• Work to be completed: Retype exactly the lines that run from the line with "Target: sky visible through window" to the final line of the entries, keeping both ends and nothing else.

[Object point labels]
• • • • • • •

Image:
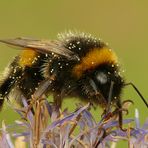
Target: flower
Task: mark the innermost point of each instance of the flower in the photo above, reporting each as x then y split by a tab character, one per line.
47	126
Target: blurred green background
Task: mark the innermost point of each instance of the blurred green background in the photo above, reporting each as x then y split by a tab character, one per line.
123	24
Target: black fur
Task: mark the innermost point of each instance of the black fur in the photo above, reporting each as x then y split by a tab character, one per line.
65	84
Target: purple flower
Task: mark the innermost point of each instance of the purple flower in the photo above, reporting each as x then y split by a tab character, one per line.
49	126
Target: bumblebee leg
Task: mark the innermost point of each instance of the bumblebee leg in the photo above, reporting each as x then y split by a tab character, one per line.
57	100
10	76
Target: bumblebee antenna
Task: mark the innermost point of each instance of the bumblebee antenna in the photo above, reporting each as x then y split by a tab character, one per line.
138	92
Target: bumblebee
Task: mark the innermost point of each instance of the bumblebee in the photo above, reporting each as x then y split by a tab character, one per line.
74	65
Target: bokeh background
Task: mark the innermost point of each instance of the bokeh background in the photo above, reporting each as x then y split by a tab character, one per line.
123	24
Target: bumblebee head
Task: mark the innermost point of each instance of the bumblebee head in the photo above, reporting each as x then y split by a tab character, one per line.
96	70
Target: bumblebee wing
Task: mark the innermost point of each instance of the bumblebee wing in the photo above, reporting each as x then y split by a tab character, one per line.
43	46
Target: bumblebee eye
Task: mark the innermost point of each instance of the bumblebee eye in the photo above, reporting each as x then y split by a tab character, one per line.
101	77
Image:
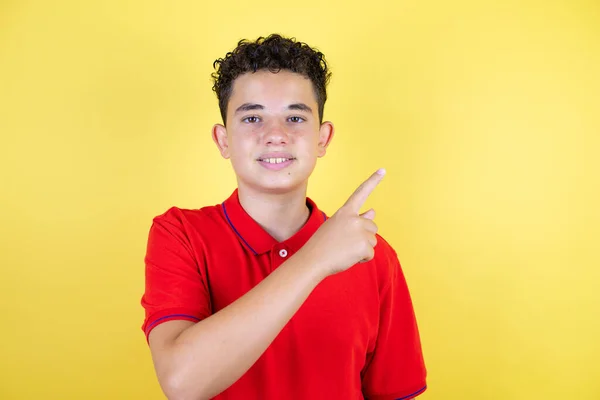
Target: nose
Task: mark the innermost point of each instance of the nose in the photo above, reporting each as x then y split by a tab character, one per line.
276	134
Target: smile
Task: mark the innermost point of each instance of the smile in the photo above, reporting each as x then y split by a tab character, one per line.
275	160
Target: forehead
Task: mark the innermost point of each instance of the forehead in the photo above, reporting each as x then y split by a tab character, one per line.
272	90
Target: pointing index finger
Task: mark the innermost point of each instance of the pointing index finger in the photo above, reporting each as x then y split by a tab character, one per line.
360	195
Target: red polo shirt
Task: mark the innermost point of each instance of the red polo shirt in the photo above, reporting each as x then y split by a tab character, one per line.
354	337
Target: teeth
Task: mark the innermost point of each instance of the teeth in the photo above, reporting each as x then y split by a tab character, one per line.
275	160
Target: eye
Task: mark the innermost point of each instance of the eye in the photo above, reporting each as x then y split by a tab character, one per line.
251	120
296	119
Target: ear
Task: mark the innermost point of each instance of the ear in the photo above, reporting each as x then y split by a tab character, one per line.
325	135
219	134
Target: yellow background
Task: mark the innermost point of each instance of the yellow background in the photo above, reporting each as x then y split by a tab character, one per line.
485	114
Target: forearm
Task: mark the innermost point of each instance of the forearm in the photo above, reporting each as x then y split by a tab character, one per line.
208	357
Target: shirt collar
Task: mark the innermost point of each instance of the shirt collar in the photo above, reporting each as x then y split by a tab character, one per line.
255	238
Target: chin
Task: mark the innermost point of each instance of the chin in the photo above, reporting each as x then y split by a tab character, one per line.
276	186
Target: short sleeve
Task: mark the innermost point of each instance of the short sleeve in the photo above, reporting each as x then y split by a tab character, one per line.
175	285
395	369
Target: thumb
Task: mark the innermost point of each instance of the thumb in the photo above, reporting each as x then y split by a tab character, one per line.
369	214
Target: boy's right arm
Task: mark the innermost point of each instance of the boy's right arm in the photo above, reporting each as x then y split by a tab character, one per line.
201	360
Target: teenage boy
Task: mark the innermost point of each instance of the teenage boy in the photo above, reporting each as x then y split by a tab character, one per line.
264	296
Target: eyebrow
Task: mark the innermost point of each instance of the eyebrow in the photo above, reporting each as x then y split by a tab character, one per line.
253	106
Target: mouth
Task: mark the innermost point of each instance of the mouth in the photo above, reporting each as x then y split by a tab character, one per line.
276	163
276	160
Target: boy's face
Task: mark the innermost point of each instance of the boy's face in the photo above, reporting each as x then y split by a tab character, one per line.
273	135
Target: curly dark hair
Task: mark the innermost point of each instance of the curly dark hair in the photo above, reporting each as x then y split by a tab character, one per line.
274	53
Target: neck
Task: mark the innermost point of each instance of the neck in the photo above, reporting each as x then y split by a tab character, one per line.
280	214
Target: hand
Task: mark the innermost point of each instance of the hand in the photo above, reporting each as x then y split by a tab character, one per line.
347	237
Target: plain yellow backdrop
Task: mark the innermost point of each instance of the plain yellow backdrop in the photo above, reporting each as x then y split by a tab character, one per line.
485	114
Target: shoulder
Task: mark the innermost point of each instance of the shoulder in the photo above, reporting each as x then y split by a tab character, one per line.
185	217
187	226
387	263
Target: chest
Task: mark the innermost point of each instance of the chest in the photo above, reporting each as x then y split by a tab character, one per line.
342	312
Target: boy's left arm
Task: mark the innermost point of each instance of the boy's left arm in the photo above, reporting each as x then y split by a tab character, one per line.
395	369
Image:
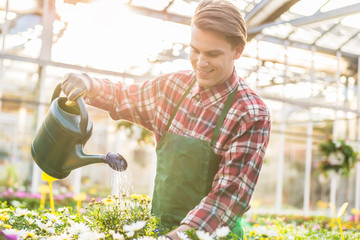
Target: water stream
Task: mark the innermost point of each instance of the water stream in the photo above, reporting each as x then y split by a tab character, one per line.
121	183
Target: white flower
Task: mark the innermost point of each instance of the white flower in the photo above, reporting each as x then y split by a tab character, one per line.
91	236
52	217
41	225
183	236
15	203
222	231
30	220
21	212
63	210
203	235
78	228
266	231
117	236
133	227
63	236
130	234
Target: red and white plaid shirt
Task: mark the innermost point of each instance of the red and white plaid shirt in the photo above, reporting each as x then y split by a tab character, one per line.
241	144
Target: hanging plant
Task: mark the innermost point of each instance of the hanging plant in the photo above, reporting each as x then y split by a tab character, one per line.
340	157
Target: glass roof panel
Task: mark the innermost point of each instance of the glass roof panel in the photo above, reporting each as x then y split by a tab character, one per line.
336	37
156	5
185	8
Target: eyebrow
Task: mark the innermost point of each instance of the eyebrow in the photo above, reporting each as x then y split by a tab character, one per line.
211	51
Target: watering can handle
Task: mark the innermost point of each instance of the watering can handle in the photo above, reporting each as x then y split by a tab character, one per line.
84	117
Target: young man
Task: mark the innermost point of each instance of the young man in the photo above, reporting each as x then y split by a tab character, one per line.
211	129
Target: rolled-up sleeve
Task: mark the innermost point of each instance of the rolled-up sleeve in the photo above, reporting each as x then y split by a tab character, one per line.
235	181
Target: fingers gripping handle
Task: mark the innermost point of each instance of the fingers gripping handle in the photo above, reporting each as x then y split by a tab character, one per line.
115	161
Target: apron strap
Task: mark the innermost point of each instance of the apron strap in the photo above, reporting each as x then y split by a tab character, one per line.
178	105
224	112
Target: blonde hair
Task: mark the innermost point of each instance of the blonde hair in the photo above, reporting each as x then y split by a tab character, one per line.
223	17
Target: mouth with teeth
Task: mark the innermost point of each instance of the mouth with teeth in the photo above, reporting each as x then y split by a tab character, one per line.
203	74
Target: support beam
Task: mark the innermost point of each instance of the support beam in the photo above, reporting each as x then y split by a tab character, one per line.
357	185
277	8
256	10
41	62
163	15
352	57
318	17
45	55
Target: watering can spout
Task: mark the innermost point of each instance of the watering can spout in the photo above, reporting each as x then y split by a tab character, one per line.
57	147
79	159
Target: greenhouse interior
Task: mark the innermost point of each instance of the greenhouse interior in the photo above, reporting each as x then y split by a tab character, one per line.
302	58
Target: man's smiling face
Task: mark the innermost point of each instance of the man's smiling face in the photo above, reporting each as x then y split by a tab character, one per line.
212	57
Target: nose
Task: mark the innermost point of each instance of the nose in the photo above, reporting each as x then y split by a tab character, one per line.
202	61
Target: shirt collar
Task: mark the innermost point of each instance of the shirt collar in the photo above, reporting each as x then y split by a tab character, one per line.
214	94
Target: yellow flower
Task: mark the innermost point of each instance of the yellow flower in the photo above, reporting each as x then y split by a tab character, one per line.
252	233
30	235
4	217
7	226
135	196
108	201
5	210
146	198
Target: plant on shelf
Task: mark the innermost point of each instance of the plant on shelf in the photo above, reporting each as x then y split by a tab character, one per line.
340	157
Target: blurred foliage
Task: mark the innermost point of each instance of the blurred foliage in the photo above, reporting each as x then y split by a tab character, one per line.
339	157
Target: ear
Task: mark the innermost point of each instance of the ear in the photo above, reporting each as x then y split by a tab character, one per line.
238	51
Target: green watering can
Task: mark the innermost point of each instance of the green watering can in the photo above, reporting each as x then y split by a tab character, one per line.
57	147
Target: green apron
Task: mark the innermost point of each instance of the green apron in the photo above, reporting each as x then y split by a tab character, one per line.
185	171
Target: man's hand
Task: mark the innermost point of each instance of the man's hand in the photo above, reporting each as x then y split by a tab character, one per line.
173	234
76	85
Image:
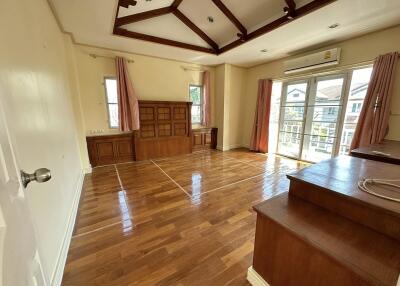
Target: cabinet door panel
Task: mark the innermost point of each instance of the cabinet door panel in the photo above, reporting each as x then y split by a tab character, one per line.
197	141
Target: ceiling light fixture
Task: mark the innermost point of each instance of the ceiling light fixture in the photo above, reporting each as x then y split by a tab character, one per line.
333	26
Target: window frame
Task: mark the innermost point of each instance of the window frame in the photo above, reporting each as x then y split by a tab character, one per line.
311	79
108	103
201	105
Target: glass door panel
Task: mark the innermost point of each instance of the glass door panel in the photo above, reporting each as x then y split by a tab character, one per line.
358	90
293	111
323	113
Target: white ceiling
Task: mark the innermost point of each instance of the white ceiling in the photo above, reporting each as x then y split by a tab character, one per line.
91	23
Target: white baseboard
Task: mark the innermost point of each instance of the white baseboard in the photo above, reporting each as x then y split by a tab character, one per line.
62	258
230	147
254	278
88	170
234	146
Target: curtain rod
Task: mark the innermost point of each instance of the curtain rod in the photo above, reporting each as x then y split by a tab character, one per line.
108	57
187	68
326	71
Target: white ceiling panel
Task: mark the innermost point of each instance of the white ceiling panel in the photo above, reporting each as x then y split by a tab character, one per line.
167	27
143	6
356	17
252	13
222	31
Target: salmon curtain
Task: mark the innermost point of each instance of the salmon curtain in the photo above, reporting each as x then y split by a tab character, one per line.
128	105
259	137
372	125
206	119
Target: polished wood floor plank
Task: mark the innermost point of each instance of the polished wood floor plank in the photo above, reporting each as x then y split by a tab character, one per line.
189	223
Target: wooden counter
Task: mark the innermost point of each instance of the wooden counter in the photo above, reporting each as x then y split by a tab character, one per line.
392	148
204	138
110	149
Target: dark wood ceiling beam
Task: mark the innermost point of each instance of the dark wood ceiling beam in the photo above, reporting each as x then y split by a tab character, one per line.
290	10
291	4
176	4
221	6
153	39
195	29
142	16
300	12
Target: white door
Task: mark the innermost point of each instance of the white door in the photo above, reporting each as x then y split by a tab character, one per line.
19	260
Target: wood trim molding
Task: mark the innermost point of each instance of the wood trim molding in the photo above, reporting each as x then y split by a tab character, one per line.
195	29
142	16
254	278
157	40
176	4
300	12
221	6
291	14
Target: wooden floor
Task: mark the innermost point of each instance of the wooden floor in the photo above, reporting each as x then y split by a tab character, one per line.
185	220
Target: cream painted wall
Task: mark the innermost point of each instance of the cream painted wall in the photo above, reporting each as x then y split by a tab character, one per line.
153	79
220	104
354	51
236	93
230	86
35	91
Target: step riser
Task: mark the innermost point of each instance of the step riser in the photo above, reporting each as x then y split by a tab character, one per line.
355	210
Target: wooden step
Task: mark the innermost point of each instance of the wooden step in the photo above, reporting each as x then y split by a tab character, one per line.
332	184
298	243
389	147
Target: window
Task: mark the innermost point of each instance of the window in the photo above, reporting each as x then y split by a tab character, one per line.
317	118
356	107
112	101
196	96
358	90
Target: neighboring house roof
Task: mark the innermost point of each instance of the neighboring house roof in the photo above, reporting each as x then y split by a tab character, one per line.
333	92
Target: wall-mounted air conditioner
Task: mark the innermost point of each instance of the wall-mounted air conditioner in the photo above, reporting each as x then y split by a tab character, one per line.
314	61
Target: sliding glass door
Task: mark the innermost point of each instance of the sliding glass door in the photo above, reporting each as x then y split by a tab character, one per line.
310	116
292	118
323	116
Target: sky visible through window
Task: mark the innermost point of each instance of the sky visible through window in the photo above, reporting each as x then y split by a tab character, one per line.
195	94
112	102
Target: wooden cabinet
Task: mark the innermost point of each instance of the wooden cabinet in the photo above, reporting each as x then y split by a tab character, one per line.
110	149
204	138
165	129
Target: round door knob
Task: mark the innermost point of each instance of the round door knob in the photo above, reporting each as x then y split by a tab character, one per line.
41	175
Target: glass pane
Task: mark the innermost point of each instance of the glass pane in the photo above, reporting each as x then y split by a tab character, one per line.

• • • • • • •

• Response below:
Target: sky visible through window
Task: mark the innermost point of each instance of the sky visible through window in the photo above, reporting each as x then y split by a tab character, one per line.
195	94
112	102
Target: wooden cabinet
Task: mark the innermost point of each instance of the wooden cabinet in the photo above, reporting each as x then y split by a tab character, one per line.
110	149
204	138
165	129
Target: round door knob
Task: mark the innermost point of each instance of the round door knob in the photo above, reporting each as x then y split by a tab character, one per line.
41	175
Target: glass pane
Task: mark the innermost point of each instance of the glass pane in the photo above, reporting each as x then y split by a tab character, one per line.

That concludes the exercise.